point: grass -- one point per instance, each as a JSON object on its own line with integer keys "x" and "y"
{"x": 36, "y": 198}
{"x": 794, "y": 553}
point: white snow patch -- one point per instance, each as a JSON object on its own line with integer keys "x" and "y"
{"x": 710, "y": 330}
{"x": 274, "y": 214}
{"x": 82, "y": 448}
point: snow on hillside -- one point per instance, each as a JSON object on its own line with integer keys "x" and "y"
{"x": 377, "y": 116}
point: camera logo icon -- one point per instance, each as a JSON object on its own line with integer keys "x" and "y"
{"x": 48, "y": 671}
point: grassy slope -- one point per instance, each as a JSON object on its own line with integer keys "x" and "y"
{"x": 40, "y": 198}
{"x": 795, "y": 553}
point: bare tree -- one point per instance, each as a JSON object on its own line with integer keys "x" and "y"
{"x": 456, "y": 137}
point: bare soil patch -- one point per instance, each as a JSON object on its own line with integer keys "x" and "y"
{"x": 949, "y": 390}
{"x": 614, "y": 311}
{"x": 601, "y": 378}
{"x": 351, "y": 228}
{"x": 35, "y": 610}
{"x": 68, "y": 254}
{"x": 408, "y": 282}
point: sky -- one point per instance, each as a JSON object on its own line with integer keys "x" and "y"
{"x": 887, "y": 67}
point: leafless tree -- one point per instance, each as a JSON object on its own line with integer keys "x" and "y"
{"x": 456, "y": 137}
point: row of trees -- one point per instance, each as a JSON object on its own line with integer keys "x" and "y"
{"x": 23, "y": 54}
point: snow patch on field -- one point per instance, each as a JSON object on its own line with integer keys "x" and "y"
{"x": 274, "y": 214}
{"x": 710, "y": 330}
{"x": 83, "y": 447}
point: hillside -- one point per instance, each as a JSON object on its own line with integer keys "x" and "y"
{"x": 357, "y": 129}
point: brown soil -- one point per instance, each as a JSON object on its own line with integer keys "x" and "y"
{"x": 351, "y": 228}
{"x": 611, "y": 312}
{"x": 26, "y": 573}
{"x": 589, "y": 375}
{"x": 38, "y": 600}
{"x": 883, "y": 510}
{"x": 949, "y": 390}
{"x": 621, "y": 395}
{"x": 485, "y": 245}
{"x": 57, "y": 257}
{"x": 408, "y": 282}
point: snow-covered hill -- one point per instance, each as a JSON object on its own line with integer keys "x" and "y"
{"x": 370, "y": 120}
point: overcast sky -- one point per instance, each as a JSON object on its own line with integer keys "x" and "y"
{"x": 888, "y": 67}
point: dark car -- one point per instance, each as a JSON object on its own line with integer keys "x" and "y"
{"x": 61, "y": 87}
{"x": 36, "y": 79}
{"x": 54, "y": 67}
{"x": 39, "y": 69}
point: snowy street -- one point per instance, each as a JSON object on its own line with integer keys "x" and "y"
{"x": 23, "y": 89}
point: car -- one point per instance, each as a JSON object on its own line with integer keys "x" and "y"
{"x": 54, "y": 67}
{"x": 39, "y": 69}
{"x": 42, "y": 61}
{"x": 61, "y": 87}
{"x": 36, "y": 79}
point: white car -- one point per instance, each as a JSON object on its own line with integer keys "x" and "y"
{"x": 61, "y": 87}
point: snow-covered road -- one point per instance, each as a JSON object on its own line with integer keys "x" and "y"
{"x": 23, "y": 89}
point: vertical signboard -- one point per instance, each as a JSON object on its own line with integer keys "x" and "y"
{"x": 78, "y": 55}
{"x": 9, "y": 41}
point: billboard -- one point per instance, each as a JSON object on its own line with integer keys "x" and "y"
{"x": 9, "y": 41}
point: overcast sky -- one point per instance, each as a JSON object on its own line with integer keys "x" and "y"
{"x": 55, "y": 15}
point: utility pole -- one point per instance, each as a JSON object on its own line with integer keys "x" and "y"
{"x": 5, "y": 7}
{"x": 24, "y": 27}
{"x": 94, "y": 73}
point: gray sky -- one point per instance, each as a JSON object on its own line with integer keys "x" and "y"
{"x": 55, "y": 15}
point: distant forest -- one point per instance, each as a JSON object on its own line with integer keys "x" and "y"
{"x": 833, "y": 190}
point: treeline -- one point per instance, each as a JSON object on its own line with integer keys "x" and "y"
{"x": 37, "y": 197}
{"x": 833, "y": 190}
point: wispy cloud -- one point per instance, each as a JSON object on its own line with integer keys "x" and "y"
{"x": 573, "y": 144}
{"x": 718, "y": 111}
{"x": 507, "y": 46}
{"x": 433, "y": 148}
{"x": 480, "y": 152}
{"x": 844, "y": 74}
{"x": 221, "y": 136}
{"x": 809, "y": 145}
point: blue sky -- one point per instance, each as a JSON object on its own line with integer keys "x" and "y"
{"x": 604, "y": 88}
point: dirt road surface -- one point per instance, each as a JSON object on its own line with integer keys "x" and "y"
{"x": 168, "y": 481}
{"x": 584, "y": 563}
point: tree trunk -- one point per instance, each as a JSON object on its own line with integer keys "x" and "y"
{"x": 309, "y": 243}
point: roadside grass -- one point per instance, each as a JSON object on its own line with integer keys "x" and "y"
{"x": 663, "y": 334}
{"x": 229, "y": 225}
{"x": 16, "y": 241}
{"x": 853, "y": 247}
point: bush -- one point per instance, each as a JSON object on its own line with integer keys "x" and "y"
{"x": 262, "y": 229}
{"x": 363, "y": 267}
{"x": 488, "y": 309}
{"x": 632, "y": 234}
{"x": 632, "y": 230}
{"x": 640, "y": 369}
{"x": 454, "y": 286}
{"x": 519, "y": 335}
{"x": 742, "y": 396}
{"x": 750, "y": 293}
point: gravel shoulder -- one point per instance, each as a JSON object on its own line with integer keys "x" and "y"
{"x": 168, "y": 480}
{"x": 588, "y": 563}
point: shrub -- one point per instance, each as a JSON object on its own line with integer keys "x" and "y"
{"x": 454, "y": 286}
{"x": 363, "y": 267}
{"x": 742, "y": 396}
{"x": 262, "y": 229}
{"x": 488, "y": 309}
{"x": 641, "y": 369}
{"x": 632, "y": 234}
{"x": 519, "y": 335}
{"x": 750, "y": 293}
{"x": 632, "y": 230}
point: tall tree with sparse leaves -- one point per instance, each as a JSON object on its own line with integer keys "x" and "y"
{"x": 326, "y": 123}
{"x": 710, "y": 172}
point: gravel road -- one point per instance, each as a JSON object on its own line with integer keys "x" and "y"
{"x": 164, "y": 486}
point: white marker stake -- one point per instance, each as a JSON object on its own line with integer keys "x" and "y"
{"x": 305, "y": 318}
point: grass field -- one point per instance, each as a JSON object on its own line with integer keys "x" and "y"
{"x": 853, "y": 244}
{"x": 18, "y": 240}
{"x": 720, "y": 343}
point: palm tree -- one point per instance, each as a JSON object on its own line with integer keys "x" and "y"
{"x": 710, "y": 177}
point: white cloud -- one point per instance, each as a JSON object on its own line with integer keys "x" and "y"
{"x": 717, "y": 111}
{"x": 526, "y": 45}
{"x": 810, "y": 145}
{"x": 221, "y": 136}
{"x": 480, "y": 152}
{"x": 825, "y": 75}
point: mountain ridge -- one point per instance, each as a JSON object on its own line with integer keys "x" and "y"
== == ==
Reproduce all of the records exactly.

point: grass -- one point per instance, each as a JSON object on its own line with integer keys "x" and "y"
{"x": 36, "y": 198}
{"x": 794, "y": 553}
point: white snow patch -- one point per instance, each as a JSON object on its own line with integer keys "x" and "y"
{"x": 710, "y": 330}
{"x": 274, "y": 214}
{"x": 82, "y": 448}
point: snow on hillside -- one point per instance, each as a JSON object on its own line with integer keys "x" and "y"
{"x": 377, "y": 116}
point: camera logo icon -- one point per instance, each as a JSON object on its own line with integer keys "x" and "y"
{"x": 48, "y": 671}
point: grassy slope -- one point per instance, each as a JSON object on its own line with integer keys "x" and "y"
{"x": 40, "y": 198}
{"x": 795, "y": 553}
point: bare tree -- one point per instance, each as a JSON object on its own line with integer keys "x" and "y"
{"x": 456, "y": 137}
point: bare soil patch -- one point per instance, each as a JSON object on its own line with integer keys "x" and "y"
{"x": 949, "y": 390}
{"x": 614, "y": 311}
{"x": 601, "y": 378}
{"x": 351, "y": 228}
{"x": 35, "y": 610}
{"x": 68, "y": 254}
{"x": 408, "y": 282}
point: sky -- one point per instance, each as a JSON object on its own line with integer keys "x" and "y"
{"x": 887, "y": 67}
point: leafless tree -- one point per instance, each as a JSON object on its own line with integer keys "x" and "y"
{"x": 456, "y": 137}
point: row of trees -- one point per instance, each as a JSON object on its own line with integer keys "x" and "y"
{"x": 23, "y": 54}
point: snow patch on field -- one point per instance, each as a JSON object on its own line with integer keys "x" and "y"
{"x": 274, "y": 214}
{"x": 710, "y": 330}
{"x": 83, "y": 447}
point: hillside -- one point per instance, each as a JSON object on its own line with integer keys "x" and "y"
{"x": 357, "y": 129}
point: brown soil -- one point per instance, each as a JSON object on its own line with integer keys "x" and "y"
{"x": 351, "y": 228}
{"x": 611, "y": 312}
{"x": 26, "y": 573}
{"x": 589, "y": 375}
{"x": 38, "y": 600}
{"x": 883, "y": 510}
{"x": 949, "y": 390}
{"x": 621, "y": 395}
{"x": 485, "y": 245}
{"x": 57, "y": 257}
{"x": 408, "y": 282}
point: snow-covered hill -- one point per instance, each as a JSON object on its own line with integer keys "x" and "y"
{"x": 370, "y": 120}
point: overcast sky -- one point per instance, each as a JSON object on its own line with integer keys "x" and "y"
{"x": 888, "y": 67}
point: dark car -- one point per instance, each as a JSON object on its own line with integer keys "x" and "y"
{"x": 61, "y": 87}
{"x": 36, "y": 79}
{"x": 54, "y": 67}
{"x": 39, "y": 69}
point: snowy street -- one point per instance, each as a JSON object on its own line with integer keys "x" and "y"
{"x": 23, "y": 89}
point: car -- one point per instance, each as a JSON object on its own line with integer keys "x" and "y"
{"x": 54, "y": 67}
{"x": 39, "y": 69}
{"x": 42, "y": 61}
{"x": 61, "y": 87}
{"x": 36, "y": 79}
point: white car -- one point per instance, each as a JSON object on its own line with integer keys "x" and "y"
{"x": 61, "y": 87}
point: snow-covered road -- one point per instance, each as a JSON object on its own line with integer keys "x" and "y"
{"x": 23, "y": 89}
point: vertical signboard -- one point per instance, each as a JSON object on its own line with integer keys "x" and "y"
{"x": 78, "y": 55}
{"x": 9, "y": 41}
point: billboard -- one point per instance, each as a JSON object on its own line with integer keys "x" and "y"
{"x": 9, "y": 41}
point: overcast sky -- one point per instance, each as a JSON object on its own line with integer keys "x" and "y"
{"x": 55, "y": 15}
point: utility pole -- one point per instance, each as a JSON object on its own line with integer keys "x" and "y"
{"x": 5, "y": 7}
{"x": 24, "y": 27}
{"x": 94, "y": 73}
point: gray sky -- one point per instance, each as a JSON object on its own line with integer keys "x" and "y"
{"x": 55, "y": 15}
point: distant forest -- one point per instance, each as a JSON object on its own line with integer keys "x" and "y"
{"x": 833, "y": 190}
point: treeline -- one point per instance, each as a JSON object on its own line with integer keys "x" and "y"
{"x": 37, "y": 197}
{"x": 833, "y": 190}
point: wispy cloud -- one point per instance, each as a JSON object on its own line with integer keys "x" and "y"
{"x": 573, "y": 144}
{"x": 718, "y": 111}
{"x": 507, "y": 46}
{"x": 433, "y": 148}
{"x": 480, "y": 152}
{"x": 844, "y": 74}
{"x": 221, "y": 136}
{"x": 809, "y": 145}
point: blue sky -- one point per instance, each as a JSON object on its own line with integer keys "x" and "y"
{"x": 604, "y": 88}
point: dirt road surface -- one point per instance, each as a JSON object on its own line with integer keys "x" and "y"
{"x": 168, "y": 481}
{"x": 584, "y": 563}
point: tree trunk -- one point per instance, each as a JSON object on its own line with integer keys "x" and "y"
{"x": 309, "y": 243}
point: roadside grass -- one point per instance, each as a JSON object on its own line with integer keys "x" and "y"
{"x": 663, "y": 334}
{"x": 229, "y": 225}
{"x": 16, "y": 241}
{"x": 853, "y": 247}
point: bush -- one point per instance, each as a JSON object on its own line with integer keys "x" and "y"
{"x": 262, "y": 229}
{"x": 363, "y": 267}
{"x": 488, "y": 309}
{"x": 632, "y": 234}
{"x": 632, "y": 230}
{"x": 640, "y": 369}
{"x": 454, "y": 286}
{"x": 519, "y": 335}
{"x": 742, "y": 396}
{"x": 750, "y": 293}
point: gravel shoulder -- one point per instance, each as a JSON object on its own line with integer keys "x" and "y"
{"x": 168, "y": 480}
{"x": 588, "y": 563}
point: shrub -- one point per instance, each as a JSON object on its own line with integer keys "x" and "y"
{"x": 454, "y": 286}
{"x": 363, "y": 267}
{"x": 742, "y": 396}
{"x": 262, "y": 229}
{"x": 488, "y": 309}
{"x": 641, "y": 369}
{"x": 632, "y": 234}
{"x": 519, "y": 335}
{"x": 750, "y": 293}
{"x": 632, "y": 230}
point: tall tree with sparse leaves -- one point per instance, each as a JSON object on its own line with integer keys "x" and "y"
{"x": 326, "y": 123}
{"x": 710, "y": 172}
point: gravel road -- one point per instance, each as a JSON object on its own line with integer keys "x" and "y"
{"x": 164, "y": 486}
point: white marker stake -- one point per instance, each as a JSON object on its own line with integer keys "x" and "y"
{"x": 305, "y": 318}
point: grass field -- one point per instance, each as a JSON object on its own line with integer keys "x" and "y"
{"x": 853, "y": 244}
{"x": 18, "y": 240}
{"x": 720, "y": 343}
point: palm tree -- one point per instance, each as a JSON object on its own line with integer keys "x" and "y"
{"x": 710, "y": 177}
point: white cloud -- one point per instance, each as a JSON object on its own line with integer keys "x" and "y"
{"x": 717, "y": 111}
{"x": 526, "y": 45}
{"x": 810, "y": 145}
{"x": 221, "y": 136}
{"x": 480, "y": 152}
{"x": 825, "y": 75}
point: mountain ridge -- one point per instance, each as a JSON object on its own line with integer keys "x" and "y"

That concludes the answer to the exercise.